═════ GIVEN TEXT
The window server has a mechanism for redrawing animations involving a separate low-priority thread (called the kickback thread) encapsulated within an active object that controls that thread, called CKickBack. Kickbacks from the window server main thread are executed through this function:

void CWindowServer::CDefaultAnimationScheduler::CKickBack::RequestKickBack()
    {
    if (!IsActive())
        {
        TRequestStatus * status = &idleStatus;
        iIdleThread.RequestComplete(status, KErrNone);
        iStatus = KRequestPending;
        SetActive();
        }
    }

The kickback thread is signalled using a handle to that thread (iIdleThread) and the iIdleStatus semaphore. The CKickBack active object is then set active and waits for the kickback thread to signal back to the main thread using the iStatus semaphore.

After construction, the kickback thread spends its whole time in an endless loop, waiting for iIdleStatus to be signalled from the window server main thread:

void CWindowServer::CDefaultAnimationScheduler::CKickBack::Loop()
    {
    FOREVER
        {
        User::WaitForRequest(iIdleStatus);
        TRequestStatus * status = &iStatus;
        iWservThread.RequestComplete(status,KErrNone);
        }
    }

Once iIdleStatus is completed, the kickback thread resumes execution, immediately signals completion of the iStatus semaphore back to the window server main thread (via the iWservThread RThread handle), then waits for the next kickback.

Back in the window server thread, the CKickBack active object is run, which simply calls back a function that was supplied at construction time:

void CWindowServer::CDefaultAnimationScheduler::CKickBack::RunL()
══════════
═════ RECORD EXCERPTS
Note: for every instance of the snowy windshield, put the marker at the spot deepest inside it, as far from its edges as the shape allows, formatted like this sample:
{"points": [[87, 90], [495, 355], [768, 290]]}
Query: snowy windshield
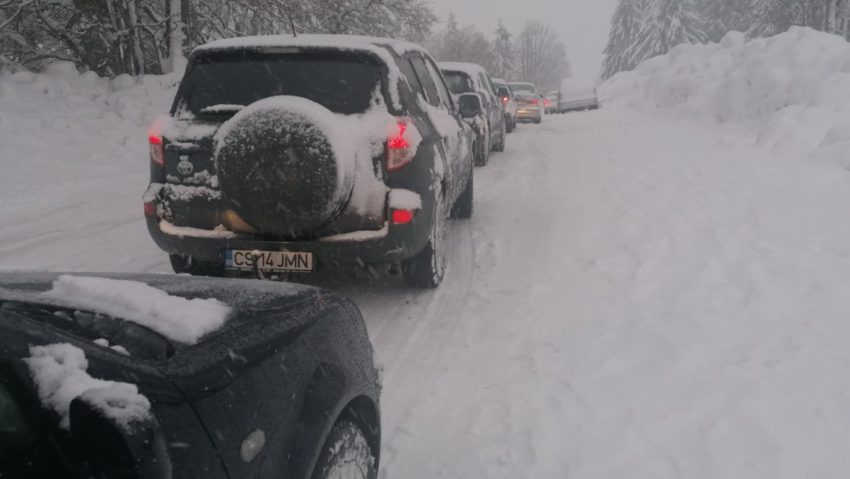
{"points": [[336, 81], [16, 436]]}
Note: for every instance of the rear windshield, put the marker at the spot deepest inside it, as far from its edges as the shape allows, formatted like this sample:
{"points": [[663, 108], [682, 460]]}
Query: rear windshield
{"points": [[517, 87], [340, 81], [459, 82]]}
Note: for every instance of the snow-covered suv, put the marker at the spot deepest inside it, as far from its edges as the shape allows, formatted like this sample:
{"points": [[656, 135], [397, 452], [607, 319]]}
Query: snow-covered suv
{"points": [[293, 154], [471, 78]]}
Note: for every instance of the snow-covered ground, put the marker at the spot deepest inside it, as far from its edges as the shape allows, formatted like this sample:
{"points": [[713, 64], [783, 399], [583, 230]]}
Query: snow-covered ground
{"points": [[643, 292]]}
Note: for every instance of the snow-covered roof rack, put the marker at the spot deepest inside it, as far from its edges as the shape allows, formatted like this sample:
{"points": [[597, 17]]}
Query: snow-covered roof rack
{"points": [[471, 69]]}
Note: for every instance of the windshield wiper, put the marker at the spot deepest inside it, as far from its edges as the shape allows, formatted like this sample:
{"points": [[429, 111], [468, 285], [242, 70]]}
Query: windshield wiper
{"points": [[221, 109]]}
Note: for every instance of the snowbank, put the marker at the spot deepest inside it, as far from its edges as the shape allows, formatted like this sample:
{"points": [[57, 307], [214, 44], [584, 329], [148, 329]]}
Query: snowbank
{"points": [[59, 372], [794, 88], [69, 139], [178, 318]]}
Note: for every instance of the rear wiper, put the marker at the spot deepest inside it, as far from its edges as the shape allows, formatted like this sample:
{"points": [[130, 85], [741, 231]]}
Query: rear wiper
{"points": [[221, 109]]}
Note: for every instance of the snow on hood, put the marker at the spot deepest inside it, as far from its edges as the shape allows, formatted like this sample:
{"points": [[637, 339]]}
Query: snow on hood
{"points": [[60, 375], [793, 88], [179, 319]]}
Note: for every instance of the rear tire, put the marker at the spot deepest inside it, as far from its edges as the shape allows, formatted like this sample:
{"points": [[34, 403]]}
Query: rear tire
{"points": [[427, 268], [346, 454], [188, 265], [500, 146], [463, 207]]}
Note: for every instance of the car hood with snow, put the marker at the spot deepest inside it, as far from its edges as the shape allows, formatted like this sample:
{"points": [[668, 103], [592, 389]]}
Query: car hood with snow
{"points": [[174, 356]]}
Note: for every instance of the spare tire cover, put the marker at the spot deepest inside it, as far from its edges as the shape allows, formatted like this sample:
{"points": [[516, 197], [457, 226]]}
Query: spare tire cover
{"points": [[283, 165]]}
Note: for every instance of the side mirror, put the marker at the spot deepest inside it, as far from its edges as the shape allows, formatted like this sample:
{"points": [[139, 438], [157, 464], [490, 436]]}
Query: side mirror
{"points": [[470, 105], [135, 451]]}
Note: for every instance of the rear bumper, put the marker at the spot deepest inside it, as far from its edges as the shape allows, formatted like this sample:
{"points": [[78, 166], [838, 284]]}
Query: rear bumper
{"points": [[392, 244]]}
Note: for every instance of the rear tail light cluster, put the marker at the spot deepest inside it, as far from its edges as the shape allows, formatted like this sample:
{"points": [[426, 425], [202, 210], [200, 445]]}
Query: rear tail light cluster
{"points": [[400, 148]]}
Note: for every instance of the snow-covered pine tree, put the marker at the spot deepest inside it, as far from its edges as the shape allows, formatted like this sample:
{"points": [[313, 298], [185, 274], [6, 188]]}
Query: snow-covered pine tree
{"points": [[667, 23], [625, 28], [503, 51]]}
══════════
◆ WORK TO DO:
**A.** In the window server passage, what is the active object that controls the kickback thread called?
**B.** Count how many lines of the listing contain the string "covered", treating uppercase and lowercase as different, and give only the number.
The listing is unrelated to the window server passage.

◆ TASK RESPONSES:
**A.** CKickBack

**B.** 8